What you will do -> Rewrite the following lines as a Markdown table with the columns Row and Line, numbering each row and omitting any blank lines.

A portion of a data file
>> Start
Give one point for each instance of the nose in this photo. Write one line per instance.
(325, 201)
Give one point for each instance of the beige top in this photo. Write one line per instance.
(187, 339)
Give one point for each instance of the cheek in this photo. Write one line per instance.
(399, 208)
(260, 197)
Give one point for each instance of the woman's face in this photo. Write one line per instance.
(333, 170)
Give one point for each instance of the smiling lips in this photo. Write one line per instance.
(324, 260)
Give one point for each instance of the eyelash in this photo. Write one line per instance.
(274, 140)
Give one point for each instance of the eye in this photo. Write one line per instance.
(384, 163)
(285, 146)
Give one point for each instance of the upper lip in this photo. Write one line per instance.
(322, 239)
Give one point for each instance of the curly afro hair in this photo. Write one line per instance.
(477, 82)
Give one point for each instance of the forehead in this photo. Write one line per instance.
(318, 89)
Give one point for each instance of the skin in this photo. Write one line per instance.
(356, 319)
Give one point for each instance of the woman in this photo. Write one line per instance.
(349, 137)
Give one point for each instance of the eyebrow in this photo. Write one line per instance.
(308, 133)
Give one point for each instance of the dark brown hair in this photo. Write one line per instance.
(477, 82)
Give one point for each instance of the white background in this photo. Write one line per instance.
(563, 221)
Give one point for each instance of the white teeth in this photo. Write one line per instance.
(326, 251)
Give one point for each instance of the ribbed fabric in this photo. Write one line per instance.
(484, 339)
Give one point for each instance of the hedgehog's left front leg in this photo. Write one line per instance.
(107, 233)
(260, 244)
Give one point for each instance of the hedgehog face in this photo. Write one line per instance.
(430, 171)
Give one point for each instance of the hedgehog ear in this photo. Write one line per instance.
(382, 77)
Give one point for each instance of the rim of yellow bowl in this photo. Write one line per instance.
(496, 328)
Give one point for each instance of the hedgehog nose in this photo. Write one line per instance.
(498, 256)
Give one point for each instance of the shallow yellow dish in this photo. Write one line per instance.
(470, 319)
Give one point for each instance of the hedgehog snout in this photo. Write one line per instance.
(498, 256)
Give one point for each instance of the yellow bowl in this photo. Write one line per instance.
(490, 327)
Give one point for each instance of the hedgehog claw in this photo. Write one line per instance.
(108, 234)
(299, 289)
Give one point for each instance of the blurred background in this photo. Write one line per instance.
>> End
Solution for this task ->
| Row | Line |
|---|---|
| 1 | Give one point for each instance of the nose in this photo. Write one line per instance. |
| 2 | (325, 201) |
| 3 | Give one point for each instance of the beige top in this photo. Write one line per instance. |
| 4 | (187, 339) |
| 5 | Give one point for each instance of the cheek in this photo. Write one line per instance. |
| 6 | (399, 208) |
| 7 | (260, 197) |
| 8 | Give one point for each instance of the woman's face in this photo. Write one line per instance. |
| 9 | (333, 170) |
| 10 | Give one point for each instance of the smiling lips in this photo. Write one line per instance. |
| 11 | (324, 260) |
| 12 | Give one point for each instance of the eyelash in this photo. Write one line per instance. |
| 13 | (274, 140) |
| 14 | Give one point for each instance of the eye in this photo. Write one line per instance. |
| 15 | (384, 163) |
| 16 | (285, 146) |
| 17 | Give one point for each instance of the upper lip in this photo. Write one line per instance. |
| 18 | (322, 239) |
| 19 | Give one point for each instance of the curly afro hair in this photo. Write one line per instance. |
| 20 | (477, 82) |
| 21 | Give one point for each instance of the forehead in this photo. Write one line per instance. |
| 22 | (318, 89) |
| 23 | Give one point for each instance of the skin in this photo. Write one line per instance. |
| 24 | (356, 319) |
| 25 | Give one point for each instance of the woman in this photo. Write one line per instance. |
| 26 | (349, 137) |
| 27 | Give one point for each instance of the eyebrow in this photo. Write one line per instance. |
| 28 | (308, 133) |
| 29 | Give one point for each instance of the dark brown hair in this photo. Write one line per instance. |
| 30 | (477, 82) |
| 31 | Give one point for each instance of the white background in this photo. Write one line per instance. |
| 32 | (563, 221) |
| 33 | Give one point for each instance of the white teeth in this photo. Write one line per instance. |
| 34 | (326, 251) |
| 35 | Give one point for each instance of the ribbed fabric in this photo. Write one line per instance. |
| 36 | (484, 339) |
| 37 | Give one point for each instance of the hedgehog's left front leg in this photo. Write one line per instance. |
| 38 | (107, 233) |
| 39 | (260, 244) |
| 40 | Give one point for each instance of the hedgehog face in this photo. Write one line per instance. |
| 41 | (430, 171) |
| 42 | Give one point for each instance of the hedgehog ear in this photo. Write one line per instance. |
| 43 | (382, 77) |
| 44 | Give one point for each instance of the rim of yellow bowl in this photo. Write one line per instance. |
| 45 | (496, 328) |
| 46 | Give one point for each instance of the hedgehog nose in this photo. Write one line per instance. |
| 47 | (498, 256) |
| 48 | Give one point for each instance of the shallow yellow dish in this photo. Write one line per instance. |
| 49 | (470, 319) |
| 50 | Give one point for each instance of the hedgehog snout in this photo. Write one line per instance. |
| 51 | (498, 256) |
| 52 | Give one point for each instance of the yellow bowl in this photo. Write one line per instance. |
| 53 | (490, 327) |
| 54 | Give one point for each instance of the hedgehog claw in this photo. Write one line per instance. |
| 55 | (108, 234) |
| 56 | (299, 289) |
| 57 | Give one point for each instance of the blurred background in this photo. Write one line per instance. |